Items listed in a dataset
----------
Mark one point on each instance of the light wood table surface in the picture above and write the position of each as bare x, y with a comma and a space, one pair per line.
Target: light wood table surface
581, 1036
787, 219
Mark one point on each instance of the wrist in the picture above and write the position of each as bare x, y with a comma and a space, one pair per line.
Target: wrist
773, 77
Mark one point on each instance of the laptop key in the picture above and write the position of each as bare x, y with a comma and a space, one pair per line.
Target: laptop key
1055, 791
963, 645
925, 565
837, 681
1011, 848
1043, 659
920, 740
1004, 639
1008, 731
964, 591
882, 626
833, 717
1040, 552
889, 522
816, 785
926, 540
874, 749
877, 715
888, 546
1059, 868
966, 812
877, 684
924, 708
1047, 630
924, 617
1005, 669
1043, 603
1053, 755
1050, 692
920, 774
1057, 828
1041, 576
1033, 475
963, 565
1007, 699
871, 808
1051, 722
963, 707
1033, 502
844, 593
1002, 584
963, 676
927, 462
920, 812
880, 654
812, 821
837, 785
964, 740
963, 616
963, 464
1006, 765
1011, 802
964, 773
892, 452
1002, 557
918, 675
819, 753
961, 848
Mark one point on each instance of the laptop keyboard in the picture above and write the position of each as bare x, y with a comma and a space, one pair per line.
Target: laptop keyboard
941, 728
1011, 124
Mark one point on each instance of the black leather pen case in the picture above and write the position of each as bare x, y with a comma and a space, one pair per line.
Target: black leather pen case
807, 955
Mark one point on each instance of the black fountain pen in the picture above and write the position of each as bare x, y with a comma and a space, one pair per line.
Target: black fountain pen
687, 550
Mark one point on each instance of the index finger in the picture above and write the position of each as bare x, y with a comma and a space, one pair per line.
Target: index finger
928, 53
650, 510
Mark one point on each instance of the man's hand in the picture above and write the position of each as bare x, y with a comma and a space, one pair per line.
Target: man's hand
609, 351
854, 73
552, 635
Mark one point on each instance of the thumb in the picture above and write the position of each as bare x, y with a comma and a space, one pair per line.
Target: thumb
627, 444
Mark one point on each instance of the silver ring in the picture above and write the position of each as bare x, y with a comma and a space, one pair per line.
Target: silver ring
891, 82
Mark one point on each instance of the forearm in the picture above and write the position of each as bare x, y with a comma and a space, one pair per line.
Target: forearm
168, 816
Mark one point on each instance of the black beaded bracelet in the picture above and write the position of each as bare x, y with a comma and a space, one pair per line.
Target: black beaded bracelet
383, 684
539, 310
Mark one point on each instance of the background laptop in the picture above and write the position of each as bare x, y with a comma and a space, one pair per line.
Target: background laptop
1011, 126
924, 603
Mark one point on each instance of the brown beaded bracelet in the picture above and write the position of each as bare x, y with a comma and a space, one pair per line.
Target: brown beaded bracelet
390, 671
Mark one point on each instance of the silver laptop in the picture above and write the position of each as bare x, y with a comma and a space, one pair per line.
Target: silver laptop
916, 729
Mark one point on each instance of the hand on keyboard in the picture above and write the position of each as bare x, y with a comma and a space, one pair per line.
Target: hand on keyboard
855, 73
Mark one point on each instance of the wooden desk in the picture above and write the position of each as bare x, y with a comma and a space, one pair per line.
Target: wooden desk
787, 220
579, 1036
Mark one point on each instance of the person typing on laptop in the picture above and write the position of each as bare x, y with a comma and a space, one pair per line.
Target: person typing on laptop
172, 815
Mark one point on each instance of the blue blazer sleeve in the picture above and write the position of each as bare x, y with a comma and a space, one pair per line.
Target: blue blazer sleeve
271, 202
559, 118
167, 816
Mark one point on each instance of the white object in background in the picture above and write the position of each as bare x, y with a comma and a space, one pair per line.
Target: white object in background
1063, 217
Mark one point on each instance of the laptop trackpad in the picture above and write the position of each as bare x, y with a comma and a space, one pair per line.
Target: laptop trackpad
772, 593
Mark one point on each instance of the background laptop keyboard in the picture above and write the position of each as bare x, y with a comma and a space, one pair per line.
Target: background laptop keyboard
----------
What must be transcribed is the run of lines from the one containing "Target: laptop trackpad" to the last line of the data above, inclusive, and only that.

Response to the task »
Target: laptop trackpad
772, 593
Mark one point on each instance of the background laptop keyboard in the picture above and write the position of each as bare x, y with a comma and a space, one pair per line.
Target: background laptop keyboard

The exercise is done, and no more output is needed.